**Problem**
Lines from the entries below that hold "blue" form the answer; copy all of them.

**Entries provided**
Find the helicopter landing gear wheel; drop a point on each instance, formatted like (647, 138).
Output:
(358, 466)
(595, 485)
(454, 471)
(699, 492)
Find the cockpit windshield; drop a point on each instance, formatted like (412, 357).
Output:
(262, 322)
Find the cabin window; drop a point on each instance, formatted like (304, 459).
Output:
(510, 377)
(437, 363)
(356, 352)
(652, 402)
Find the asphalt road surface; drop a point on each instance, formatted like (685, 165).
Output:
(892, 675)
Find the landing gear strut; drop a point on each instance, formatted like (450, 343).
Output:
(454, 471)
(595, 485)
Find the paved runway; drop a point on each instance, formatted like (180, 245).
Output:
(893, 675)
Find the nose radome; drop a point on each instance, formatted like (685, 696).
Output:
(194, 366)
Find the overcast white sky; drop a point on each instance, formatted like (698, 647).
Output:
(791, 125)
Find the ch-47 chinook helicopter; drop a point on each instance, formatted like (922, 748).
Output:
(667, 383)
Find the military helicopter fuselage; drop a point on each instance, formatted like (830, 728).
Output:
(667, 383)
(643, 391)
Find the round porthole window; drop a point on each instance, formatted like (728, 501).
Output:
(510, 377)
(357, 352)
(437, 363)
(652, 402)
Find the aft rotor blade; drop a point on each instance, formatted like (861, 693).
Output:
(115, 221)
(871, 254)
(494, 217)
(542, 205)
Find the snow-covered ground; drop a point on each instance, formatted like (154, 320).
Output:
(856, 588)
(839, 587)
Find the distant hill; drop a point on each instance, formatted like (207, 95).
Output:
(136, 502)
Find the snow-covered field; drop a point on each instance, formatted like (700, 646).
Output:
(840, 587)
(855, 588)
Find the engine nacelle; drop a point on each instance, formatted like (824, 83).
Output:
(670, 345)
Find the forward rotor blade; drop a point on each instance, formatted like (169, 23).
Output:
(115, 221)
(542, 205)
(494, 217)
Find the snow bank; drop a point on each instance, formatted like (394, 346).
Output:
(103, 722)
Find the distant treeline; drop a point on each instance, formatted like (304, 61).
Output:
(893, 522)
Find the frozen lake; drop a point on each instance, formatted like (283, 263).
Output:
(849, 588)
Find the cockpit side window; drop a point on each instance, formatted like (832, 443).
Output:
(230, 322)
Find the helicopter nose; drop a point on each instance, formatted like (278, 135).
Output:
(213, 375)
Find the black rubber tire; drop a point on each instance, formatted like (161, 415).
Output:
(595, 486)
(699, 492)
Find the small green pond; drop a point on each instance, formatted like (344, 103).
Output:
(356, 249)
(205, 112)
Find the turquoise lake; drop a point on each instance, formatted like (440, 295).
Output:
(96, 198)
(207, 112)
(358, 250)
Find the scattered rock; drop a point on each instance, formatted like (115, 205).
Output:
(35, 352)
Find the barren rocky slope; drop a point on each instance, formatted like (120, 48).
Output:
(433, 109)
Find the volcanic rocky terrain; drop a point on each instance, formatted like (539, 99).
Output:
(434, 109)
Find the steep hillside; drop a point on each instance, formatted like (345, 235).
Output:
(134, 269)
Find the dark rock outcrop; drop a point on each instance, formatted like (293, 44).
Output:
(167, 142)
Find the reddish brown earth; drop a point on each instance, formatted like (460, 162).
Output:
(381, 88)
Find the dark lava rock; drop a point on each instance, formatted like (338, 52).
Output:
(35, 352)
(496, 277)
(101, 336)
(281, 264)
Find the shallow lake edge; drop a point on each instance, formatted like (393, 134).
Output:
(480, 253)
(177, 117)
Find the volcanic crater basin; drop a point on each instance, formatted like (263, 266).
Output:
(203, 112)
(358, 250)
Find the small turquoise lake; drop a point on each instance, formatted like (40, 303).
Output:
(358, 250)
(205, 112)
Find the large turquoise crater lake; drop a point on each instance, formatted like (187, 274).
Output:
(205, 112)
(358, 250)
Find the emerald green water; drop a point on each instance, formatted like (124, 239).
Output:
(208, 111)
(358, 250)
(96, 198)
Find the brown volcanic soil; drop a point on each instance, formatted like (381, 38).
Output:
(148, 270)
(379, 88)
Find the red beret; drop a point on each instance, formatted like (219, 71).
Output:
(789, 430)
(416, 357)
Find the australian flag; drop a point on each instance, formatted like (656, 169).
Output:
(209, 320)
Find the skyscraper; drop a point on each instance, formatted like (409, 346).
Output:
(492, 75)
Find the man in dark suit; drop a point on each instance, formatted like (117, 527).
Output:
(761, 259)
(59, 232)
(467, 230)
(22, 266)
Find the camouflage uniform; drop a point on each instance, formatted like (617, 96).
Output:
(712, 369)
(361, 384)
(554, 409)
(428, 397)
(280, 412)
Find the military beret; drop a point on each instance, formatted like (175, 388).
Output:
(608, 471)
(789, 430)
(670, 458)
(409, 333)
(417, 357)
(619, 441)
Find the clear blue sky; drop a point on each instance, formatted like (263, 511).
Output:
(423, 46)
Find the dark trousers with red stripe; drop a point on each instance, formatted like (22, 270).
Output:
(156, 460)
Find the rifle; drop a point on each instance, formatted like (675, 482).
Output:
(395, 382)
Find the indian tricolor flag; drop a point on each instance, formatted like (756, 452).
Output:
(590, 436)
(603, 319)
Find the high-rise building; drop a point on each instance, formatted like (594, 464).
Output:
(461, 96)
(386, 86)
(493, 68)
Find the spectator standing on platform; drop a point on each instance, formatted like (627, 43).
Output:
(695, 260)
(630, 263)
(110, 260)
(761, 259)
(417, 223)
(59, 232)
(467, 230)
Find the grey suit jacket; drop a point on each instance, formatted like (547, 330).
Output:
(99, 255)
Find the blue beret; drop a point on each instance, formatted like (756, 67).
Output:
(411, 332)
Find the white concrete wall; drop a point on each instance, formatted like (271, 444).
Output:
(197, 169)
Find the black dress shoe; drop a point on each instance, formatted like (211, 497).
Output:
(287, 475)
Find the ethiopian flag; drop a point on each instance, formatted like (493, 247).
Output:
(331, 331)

**Written reply**
Find the clear blue sky; drop a point on each instance, formatted like (263, 511).
Find the blue beret; drop a point on each instance, formatted like (756, 67).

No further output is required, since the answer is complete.